Los principios no importan; su estrategia es conscientemente
oportunista, con objetivos únicamente a corto plazo, perfectamente
compatibles con pactos que el día antes de las elecciones hubieran
sido considerados contra natura.
En
ningún programa ciudadanista figurarán la socialización de los
medios de vida, la autogestión generalizada, la supresión de la
especialización política, la administración concejil, la propiedad
comunal o la distribución equilibrada de la población en el
territorio. Los partidos y alianzas ciudadanistas se proponen
simplemente un reparto de ingresos que amplíe la base mesocrática,
es decir, pugnan por unos presupuestos institucionales que detengan
las privatizaciones, eliminen los recortes y reduzcan la precariedad
laboral, sea por la creación de pequeñas empresas, o por la
cooptación de una mayoría subempleada de titulados en las tareas
administrativas, intenciones que no son nada rupturistas. No llegan a
la arena política como subversivos sino como animadores; lo de
cambiar la constitución de 1978 no va en serio. Todavía no han
puesto el pie en el ruedo y ya exhiben realismo y moderación a
raudales, enarbolando la bandera monárquica y tendiendo puentes a la
denostada “casta”. Son conscientes de que una vez consolidados
como organizaciones y en posesión de un capital mediático
suficiente, el paso siguiente será una gestión de lo existente más
clara y eficaz que la anterior. Ninguna medida desestabilizadora les
conviene, pues los líderes ciudadanistas han de demostrar que la
economía se desenvolverá menos críticamente si son ellos quienes
están al timón de la nave estatal. Forzosamente han de presentarse
como la esperanza de la salvación por la economía, por eso su
proyecto identifica progreso con productividad y puestos de trabajo,
o sea, es desarrollista. Persigue entonces un crecimiento industrial
y tecnológico que cree empleos, redistribuya rentas y aumente las
exportaciones, bien recurriendo a reformas del sistema impositivo,
bien a la explotación intensiva de los recursos territoriales,
incluido el turismo. Lo de menos es que los empleos sean socialmente
inútiles y respondan a necesidades auténticas. El realismo
económico manda y completa al realismo político: nada fuera de la
política y nada fuera del mercado, todo para el mercado.

● ● ●

### Consigna A
Sustituye "pretty-printed" por "indented" en los registros, desde la línea que contiene "hull, one per instance" hasta el final, y reprodúcelos sin ningún otro cambio.

● ● ●

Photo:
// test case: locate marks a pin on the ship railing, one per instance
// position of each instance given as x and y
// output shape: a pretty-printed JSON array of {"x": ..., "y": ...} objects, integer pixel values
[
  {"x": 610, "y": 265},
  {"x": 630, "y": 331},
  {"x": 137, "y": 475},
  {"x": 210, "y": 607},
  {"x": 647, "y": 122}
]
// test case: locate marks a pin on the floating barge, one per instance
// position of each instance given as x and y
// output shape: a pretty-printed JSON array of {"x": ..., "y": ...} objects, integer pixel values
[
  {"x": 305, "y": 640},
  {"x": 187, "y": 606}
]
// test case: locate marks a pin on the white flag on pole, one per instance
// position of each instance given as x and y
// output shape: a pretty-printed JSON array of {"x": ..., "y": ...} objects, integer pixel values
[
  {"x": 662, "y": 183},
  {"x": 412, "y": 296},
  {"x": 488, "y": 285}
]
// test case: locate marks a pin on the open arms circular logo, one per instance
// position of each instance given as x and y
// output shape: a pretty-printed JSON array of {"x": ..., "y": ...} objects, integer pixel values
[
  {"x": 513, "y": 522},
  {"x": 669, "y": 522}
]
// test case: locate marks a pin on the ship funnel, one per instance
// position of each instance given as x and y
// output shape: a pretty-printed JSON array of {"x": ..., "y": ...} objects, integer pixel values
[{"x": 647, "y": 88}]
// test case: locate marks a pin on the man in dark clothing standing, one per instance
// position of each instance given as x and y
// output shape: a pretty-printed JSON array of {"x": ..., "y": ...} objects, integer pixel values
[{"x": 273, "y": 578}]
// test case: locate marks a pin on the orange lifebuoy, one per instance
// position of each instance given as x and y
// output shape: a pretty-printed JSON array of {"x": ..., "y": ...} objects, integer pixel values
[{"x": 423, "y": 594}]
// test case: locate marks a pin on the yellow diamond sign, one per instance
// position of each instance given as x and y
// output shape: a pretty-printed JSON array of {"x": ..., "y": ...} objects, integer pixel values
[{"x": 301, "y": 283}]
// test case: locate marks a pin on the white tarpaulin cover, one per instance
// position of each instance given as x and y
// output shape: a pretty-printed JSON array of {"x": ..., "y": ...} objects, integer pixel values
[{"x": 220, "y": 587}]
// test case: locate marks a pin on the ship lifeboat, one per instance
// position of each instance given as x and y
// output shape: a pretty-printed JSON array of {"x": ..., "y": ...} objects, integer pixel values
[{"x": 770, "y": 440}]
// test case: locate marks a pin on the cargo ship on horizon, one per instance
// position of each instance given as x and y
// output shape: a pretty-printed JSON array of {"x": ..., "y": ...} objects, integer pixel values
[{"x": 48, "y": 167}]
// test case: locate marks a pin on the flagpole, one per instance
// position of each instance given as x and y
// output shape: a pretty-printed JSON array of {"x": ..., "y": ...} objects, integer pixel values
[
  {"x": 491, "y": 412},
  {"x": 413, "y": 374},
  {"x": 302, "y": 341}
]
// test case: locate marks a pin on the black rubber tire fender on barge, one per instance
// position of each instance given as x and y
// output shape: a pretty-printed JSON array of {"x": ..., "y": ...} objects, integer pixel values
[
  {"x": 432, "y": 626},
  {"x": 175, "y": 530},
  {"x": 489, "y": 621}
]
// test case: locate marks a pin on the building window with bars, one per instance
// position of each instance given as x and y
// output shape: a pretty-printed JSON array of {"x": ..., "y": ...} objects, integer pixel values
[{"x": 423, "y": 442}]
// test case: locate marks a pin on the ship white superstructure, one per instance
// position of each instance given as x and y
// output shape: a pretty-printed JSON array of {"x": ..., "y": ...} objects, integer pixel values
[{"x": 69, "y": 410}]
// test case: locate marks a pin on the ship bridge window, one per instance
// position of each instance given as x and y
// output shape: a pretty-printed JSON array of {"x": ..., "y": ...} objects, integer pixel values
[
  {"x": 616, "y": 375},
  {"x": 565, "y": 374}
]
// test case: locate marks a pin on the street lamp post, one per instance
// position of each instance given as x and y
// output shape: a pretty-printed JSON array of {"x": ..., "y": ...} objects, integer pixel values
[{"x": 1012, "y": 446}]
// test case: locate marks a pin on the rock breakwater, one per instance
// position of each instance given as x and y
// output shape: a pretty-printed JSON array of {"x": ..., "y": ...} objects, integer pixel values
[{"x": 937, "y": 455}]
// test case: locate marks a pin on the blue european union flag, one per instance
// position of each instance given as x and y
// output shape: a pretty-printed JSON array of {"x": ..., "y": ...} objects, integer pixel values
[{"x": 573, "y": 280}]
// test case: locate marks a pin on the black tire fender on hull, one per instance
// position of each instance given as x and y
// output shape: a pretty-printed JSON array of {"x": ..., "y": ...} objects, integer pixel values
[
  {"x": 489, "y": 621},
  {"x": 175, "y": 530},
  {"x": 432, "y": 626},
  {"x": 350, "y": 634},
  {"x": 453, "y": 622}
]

● ● ●

### Consigna B
Según el texto de lectura, ¿con qué identifica el proyecto ciudadanista el progreso?

### Solución del ejercicio A
// test case: locate marks a pin on the black tire fender on hull, one per instance
// position of each instance given as x and y
// output shape: a indented JSON array of {"x": ..., "y": ...} objects, integer pixel values
[
  {"x": 489, "y": 621},
  {"x": 175, "y": 530},
  {"x": 432, "y": 626},
  {"x": 350, "y": 634},
  {"x": 453, "y": 622}
]

### Solución del ejercicio B
Con la productividad y los puestos de trabajo.